Rewrite the rows below, replacing "free-form text" with "natural-language phrases" wherever it occurs and leaving all other text unchanged.
══════
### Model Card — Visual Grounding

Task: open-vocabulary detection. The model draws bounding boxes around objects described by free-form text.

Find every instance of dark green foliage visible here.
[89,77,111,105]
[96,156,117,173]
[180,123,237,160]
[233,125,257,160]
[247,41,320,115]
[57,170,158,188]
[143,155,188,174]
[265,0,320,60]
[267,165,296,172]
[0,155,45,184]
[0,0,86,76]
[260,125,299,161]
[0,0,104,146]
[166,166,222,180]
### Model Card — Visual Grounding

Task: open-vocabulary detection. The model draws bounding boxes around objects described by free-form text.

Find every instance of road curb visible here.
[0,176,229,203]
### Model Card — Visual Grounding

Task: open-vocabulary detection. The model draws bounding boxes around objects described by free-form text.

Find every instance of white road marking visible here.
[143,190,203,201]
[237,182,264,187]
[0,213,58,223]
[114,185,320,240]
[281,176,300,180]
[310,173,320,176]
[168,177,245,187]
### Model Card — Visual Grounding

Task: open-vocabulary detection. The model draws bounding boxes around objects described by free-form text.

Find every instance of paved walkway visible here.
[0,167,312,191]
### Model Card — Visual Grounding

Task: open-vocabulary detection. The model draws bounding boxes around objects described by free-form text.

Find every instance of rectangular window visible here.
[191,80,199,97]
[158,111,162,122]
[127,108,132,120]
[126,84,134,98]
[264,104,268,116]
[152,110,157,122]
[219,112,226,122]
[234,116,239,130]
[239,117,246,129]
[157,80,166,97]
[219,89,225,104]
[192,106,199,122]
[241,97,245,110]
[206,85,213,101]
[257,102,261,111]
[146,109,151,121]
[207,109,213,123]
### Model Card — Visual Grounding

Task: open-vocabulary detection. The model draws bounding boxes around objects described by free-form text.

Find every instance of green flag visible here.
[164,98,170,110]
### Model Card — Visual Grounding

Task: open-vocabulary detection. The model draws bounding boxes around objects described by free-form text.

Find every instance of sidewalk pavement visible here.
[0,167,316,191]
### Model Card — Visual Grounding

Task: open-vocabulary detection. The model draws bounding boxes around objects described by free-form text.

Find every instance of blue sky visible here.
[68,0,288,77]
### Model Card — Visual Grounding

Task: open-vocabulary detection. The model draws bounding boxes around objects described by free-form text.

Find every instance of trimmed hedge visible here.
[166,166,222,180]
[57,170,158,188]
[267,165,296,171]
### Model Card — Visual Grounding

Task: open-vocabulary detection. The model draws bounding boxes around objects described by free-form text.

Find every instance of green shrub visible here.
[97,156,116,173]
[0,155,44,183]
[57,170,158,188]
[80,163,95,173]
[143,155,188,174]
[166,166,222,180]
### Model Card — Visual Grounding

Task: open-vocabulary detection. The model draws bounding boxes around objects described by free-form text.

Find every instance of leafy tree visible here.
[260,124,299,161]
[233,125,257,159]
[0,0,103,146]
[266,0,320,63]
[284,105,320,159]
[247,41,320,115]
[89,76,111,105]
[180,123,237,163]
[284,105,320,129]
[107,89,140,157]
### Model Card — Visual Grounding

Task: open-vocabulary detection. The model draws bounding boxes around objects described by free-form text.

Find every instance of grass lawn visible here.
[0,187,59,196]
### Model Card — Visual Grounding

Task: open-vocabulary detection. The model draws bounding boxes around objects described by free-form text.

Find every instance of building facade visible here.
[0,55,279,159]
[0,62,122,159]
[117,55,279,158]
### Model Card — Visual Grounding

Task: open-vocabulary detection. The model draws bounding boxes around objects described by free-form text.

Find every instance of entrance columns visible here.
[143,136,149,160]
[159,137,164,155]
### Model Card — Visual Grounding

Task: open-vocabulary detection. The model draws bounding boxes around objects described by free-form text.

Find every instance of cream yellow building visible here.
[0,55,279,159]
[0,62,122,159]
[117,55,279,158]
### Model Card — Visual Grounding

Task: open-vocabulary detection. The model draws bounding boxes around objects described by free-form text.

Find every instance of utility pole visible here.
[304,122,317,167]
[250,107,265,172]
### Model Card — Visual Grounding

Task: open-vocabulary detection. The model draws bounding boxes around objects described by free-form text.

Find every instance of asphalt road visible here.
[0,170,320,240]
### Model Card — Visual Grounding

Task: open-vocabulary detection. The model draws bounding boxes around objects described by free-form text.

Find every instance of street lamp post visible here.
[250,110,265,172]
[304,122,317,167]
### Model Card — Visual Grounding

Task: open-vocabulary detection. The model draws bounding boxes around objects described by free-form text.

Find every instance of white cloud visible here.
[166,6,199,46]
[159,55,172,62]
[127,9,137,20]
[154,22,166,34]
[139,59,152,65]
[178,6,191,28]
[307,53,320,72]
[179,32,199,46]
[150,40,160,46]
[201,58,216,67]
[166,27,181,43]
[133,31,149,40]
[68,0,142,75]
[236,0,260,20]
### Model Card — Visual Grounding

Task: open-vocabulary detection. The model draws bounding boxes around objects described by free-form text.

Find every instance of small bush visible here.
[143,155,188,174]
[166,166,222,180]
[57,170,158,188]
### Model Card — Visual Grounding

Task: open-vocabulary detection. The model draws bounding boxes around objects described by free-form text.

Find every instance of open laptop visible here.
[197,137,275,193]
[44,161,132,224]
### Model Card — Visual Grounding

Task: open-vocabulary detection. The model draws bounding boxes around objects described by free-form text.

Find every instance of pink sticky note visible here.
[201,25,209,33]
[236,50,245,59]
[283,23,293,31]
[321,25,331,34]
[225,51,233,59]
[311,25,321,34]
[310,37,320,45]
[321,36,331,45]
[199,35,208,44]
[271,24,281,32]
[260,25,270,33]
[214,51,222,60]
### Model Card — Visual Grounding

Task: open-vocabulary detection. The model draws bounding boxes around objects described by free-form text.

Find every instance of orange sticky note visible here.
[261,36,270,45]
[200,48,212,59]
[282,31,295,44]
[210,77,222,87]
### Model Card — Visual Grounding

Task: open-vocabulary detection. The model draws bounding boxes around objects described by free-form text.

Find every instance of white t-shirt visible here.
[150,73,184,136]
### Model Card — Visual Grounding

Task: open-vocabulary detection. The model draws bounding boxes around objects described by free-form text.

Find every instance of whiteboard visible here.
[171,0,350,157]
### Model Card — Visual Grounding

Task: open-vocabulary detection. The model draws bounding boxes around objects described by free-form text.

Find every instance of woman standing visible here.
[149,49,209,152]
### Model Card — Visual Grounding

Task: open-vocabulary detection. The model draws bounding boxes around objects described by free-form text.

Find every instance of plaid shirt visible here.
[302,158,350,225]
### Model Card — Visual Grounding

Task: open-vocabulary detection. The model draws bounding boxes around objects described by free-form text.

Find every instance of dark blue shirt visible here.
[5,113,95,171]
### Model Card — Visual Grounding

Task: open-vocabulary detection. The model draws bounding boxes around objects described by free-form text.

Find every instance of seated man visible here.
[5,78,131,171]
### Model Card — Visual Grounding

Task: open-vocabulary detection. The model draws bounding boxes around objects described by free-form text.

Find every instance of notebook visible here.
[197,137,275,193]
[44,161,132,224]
══════
RESPONSE TO THE EXERCISE:
### Model Card — Visual Grounding

Task: open-vocabulary detection. The model draws bounding boxes around objects described by natural-language phrases.

Find every instance of dark green foliage visible here.
[89,77,111,105]
[96,156,117,173]
[180,123,237,160]
[233,125,257,160]
[247,41,320,115]
[57,170,158,188]
[143,155,188,174]
[265,0,320,60]
[267,165,296,172]
[0,155,45,184]
[0,0,86,76]
[260,125,299,161]
[0,0,104,146]
[166,166,222,180]
### Model Card — Visual Grounding

Task: open-vocabulary detection. The model draws bounding boxes around objects described by natural-language phrases.

Find every instance of road curb visible here.
[0,176,229,203]
### Model Card — Visual Grounding

Task: open-vocabulary detection. The model draws bounding boxes around objects described by natural-language phrases.

Find every instance of white road marking visible here.
[143,190,203,201]
[237,182,264,187]
[0,213,58,223]
[114,185,320,240]
[281,176,300,180]
[310,173,320,176]
[168,177,245,187]
### Model Card — Visual Grounding

Task: open-vocabulary detection. The model draws bounding boxes around objects described by natural-language phrases.

Find every instance of paved walkway visible here.
[0,167,312,191]
### Model Card — Visual Grounding

Task: open-vocabulary detection. The model draws bounding boxes around objects described by natural-language phrases.

Find every instance of rectangular window visible here.
[191,80,199,97]
[158,111,162,122]
[127,108,132,120]
[126,84,134,98]
[264,104,268,116]
[152,110,157,122]
[219,112,226,122]
[234,116,239,130]
[239,117,246,129]
[157,80,166,97]
[219,89,225,104]
[192,106,199,122]
[241,97,245,110]
[206,85,213,101]
[257,102,261,111]
[146,109,151,121]
[207,109,213,123]
### Model Card — Visual Grounding

Task: open-vocabulary detection. The model draws bounding boxes around objects described by natural-language phrases.

Find every instance of green flag visible here.
[164,98,170,110]
### Model Card — Visual Grounding

Task: open-vocabulary detection. The model draws bounding boxes around objects described by natural-language phrases.

Find every instance of sidewalk pavement visible here.
[0,167,316,191]
### Model Card — Visual Grounding

Task: open-vocabulary detection. The model draws bounding boxes around objects described by natural-language phrases.

Find every instance of blue sky visible here.
[68,0,288,77]
### Model Card — Visual Grounding

Task: open-vocabulary detection. The model draws bounding boxes around objects described by natural-language phrases.

Find every instance of trimmed hedge visible here.
[166,166,222,180]
[57,170,158,188]
[267,165,296,171]
### Model Card — Visual Grounding

Task: open-vocabulary detection. The model draws bounding boxes around objects described by natural-language phrases.

Find every instance of green shrub visible here.
[97,156,116,173]
[0,155,44,183]
[57,170,158,188]
[80,163,95,173]
[143,155,188,174]
[166,166,222,180]
### Model Card — Visual Grounding

Task: open-vocabulary detection. The model draws bounding boxes around objects described by natural-language phrases.

Find every instance of leafy tree visible here.
[260,124,299,161]
[233,125,257,159]
[0,0,103,146]
[266,0,320,63]
[284,105,320,159]
[247,41,320,115]
[89,76,111,105]
[180,123,237,163]
[284,105,320,129]
[107,89,140,157]
### Model Card — Visual Grounding

Task: open-vocabulary detection. The model draws bounding boxes around objects described by natural-language phrases.

Find every instance of grass lawn visible here.
[0,187,59,196]
### Model Card — Visual Grounding

Task: open-vocabulary detection. The model draws bounding boxes around objects described by natural-language phrases.

Find every instance of building facade visible here.
[0,55,279,159]
[0,62,122,159]
[117,55,279,158]
### Model Card — Visual Grounding

Task: open-vocabulary detection. The model draws bounding boxes around objects described by natural-language phrases.

Find every instance of entrance columns visible here.
[143,136,149,160]
[159,137,164,155]
### Model Card — Visual Grounding

Task: open-vocabulary detection. The model draws bounding boxes around objects described by natural-language phrases.

Find every instance of cream yellow building visible here.
[0,55,279,159]
[0,62,122,159]
[117,55,279,158]
### Model Card — Visual Grounding

Task: open-vocabulary detection. The model draws bounding boxes around objects described by natural-language phrases.

Find every instance of utility pole visible here.
[304,122,317,167]
[250,107,265,172]
### Model Card — Visual Grounding

Task: open-vocabulary detection. The model draws bounding boxes around objects described by natural-language phrases.

Find every instance of asphalt road visible here.
[0,170,320,240]
### Model Card — Visual Grounding

Task: open-vocabulary detection. The model draws bounding boxes around objects described by natural-language phrases.

Find every instance of street lamp post visible here.
[250,110,265,172]
[304,122,317,167]
### Model Card — Visual Grounding

Task: open-vocabulary detection. The model draws bounding boxes around objects described by natural-language phrases.

Find every instance of white cloud visible here.
[166,6,199,46]
[159,55,172,62]
[127,9,137,20]
[154,22,166,34]
[139,59,152,65]
[178,6,191,28]
[307,53,320,72]
[179,32,199,46]
[150,40,160,46]
[201,58,216,67]
[166,27,181,43]
[133,31,149,40]
[68,0,142,75]
[236,0,260,20]
### Model Card — Visual Grounding

Task: open-vocabulary detection. The model draws bounding boxes around objects described by natural-language phrases.

Find every instance of small bush visible here.
[143,155,188,174]
[166,166,222,180]
[57,170,158,188]
### Model Card — Visual Grounding

Task: open-vocabulary detection. The model draws bounding boxes around objects described by natural-language phrases.

Find every instance of open laptop visible here.
[197,137,275,193]
[44,161,132,224]
### Model Card — Visual Grounding

Task: open-vocabulary detection. The model draws bounding boxes around objects described by natural-language phrases.

Find every instance of pink sticky note visible here.
[201,25,209,33]
[236,50,245,59]
[283,23,293,31]
[321,25,331,34]
[225,51,233,59]
[311,25,321,34]
[310,37,320,45]
[321,36,331,45]
[199,35,208,44]
[271,24,281,32]
[260,25,270,33]
[214,51,222,60]
### Model Card — Visual Grounding

Task: open-vocabulary detection. The model draws bounding boxes around objects described by natural-language phrases.

Find every instance of orange sticky note visible here.
[261,36,270,45]
[200,48,212,59]
[282,31,295,44]
[210,77,222,87]
### Model Card — Visual Grounding

Task: open-vocabulary detection. The model draws bounding boxes around objects described by natural-language phrases.

Find every instance of white t-shirt visible here.
[150,73,184,136]
### Model Card — Visual Grounding

Task: open-vocabulary detection. The model draws bounding boxes around objects described by natural-language phrases.

Find every instance of whiteboard visible here.
[171,0,350,157]
### Model Card — Visual Grounding

Task: open-vocabulary detection. The model draws bounding boxes around objects described by natural-language phrases.

Find every instance of woman standing visible here.
[149,49,209,152]
### Model Card — Visual Grounding

Task: open-vocabulary detection. The model draws bounding boxes around objects described by natural-language phrases.

Find every instance of plaid shirt visible here.
[302,158,350,225]
### Model Card — Visual Grounding

Task: open-vocabulary detection. The model draws bounding boxes around objects described by natural-language phrases.

Find every instance of dark blue shirt visible here.
[5,113,95,171]
### Model Card — Visual Grounding

Task: open-vocabulary detection. The model draws bounding boxes around objects described by natural-language phrases.

Find every instance of seated man visible here.
[5,78,131,171]
### Model Card — Visual Grounding

Task: open-vocabulary detection. The model draws bounding boxes around objects described by natural-language phrases.

Find every instance of notebook visible here.
[197,137,275,193]
[44,161,132,224]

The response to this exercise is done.